▶ [Set task]: Shift every polygon vertex coordinate in the outlines below by adding 13 to each number, and reproduce all of these items in full, requests included, with only those coordinate values changed.
.....
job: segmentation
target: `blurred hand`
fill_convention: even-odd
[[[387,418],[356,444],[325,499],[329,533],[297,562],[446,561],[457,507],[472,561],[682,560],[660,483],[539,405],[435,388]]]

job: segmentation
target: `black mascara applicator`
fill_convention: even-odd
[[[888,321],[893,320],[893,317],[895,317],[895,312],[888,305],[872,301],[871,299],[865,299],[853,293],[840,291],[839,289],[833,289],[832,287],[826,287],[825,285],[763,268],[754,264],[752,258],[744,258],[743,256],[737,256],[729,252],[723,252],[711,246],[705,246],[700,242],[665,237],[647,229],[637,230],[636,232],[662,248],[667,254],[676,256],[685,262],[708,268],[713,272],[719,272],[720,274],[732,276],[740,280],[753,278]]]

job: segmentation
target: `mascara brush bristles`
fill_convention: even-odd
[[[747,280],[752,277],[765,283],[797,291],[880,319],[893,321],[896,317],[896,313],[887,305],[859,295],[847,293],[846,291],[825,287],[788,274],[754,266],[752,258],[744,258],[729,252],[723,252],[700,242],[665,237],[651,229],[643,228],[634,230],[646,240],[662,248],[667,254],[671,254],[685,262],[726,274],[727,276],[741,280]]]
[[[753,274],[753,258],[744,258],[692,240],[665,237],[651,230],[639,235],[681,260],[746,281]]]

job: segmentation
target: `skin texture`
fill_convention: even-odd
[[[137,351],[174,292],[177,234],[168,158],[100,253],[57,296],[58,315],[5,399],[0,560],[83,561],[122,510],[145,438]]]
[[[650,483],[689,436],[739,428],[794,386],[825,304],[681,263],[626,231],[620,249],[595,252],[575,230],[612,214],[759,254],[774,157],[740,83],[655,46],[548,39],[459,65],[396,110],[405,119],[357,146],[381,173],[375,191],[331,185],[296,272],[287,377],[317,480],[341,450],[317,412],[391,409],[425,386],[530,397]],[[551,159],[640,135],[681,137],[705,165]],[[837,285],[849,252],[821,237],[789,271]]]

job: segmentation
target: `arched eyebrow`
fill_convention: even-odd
.....
▶ [Exercise response]:
job: segmentation
target: `blurred hand`
fill_convention: even-odd
[[[400,431],[369,457],[338,512],[342,546],[310,575],[459,574],[470,520],[485,574],[695,573],[673,496],[552,418],[448,401]]]

job: segmentation
target: `black mascara applicator`
fill_convention: even-odd
[[[901,334],[906,333],[906,330],[908,330],[908,325],[901,318],[885,314],[884,312],[878,312],[866,306],[853,304],[852,302],[846,302],[845,300],[839,300],[838,298],[776,281],[767,277],[765,271],[757,271],[756,269],[750,269],[742,265],[736,265],[724,259],[718,259],[713,255],[678,250],[660,242],[650,243],[649,245],[675,261],[680,267],[689,269],[698,275],[721,281],[726,285],[732,285],[733,287],[745,289],[753,293],[766,291]]]

job: segmentation
target: `mascara brush bristles`
fill_convention: even-odd
[[[760,293],[765,290],[778,296],[810,304],[893,332],[906,334],[909,330],[909,326],[900,318],[872,308],[860,306],[859,304],[838,300],[801,287],[767,279],[765,271],[757,271],[742,265],[736,265],[713,255],[678,250],[664,242],[656,241],[647,243],[659,253],[675,261],[680,267],[684,267],[698,275],[739,287],[740,289],[754,293]]]
[[[766,287],[766,271],[757,271],[705,253],[678,250],[664,243],[652,248],[694,273],[759,294]]]

job: segmentation
target: `skin texture`
fill_convention: even-odd
[[[150,364],[187,305],[190,247],[181,171],[113,266],[70,309],[71,328],[18,412],[13,573],[96,574],[135,523],[158,451]]]
[[[663,496],[702,449],[752,441],[807,399],[838,317],[694,276],[639,244],[633,262],[608,265],[588,243],[625,227],[772,267],[787,170],[753,96],[668,59],[561,52],[472,78],[409,123],[418,132],[370,159],[394,186],[388,204],[344,198],[309,285],[300,390],[330,493],[354,463],[330,425],[404,422],[438,399],[543,410]],[[564,172],[653,148],[694,150],[718,178]],[[850,298],[862,265],[834,250],[802,284]]]

job: segmentation
target: `arched eyebrow`
fill_convention: even-odd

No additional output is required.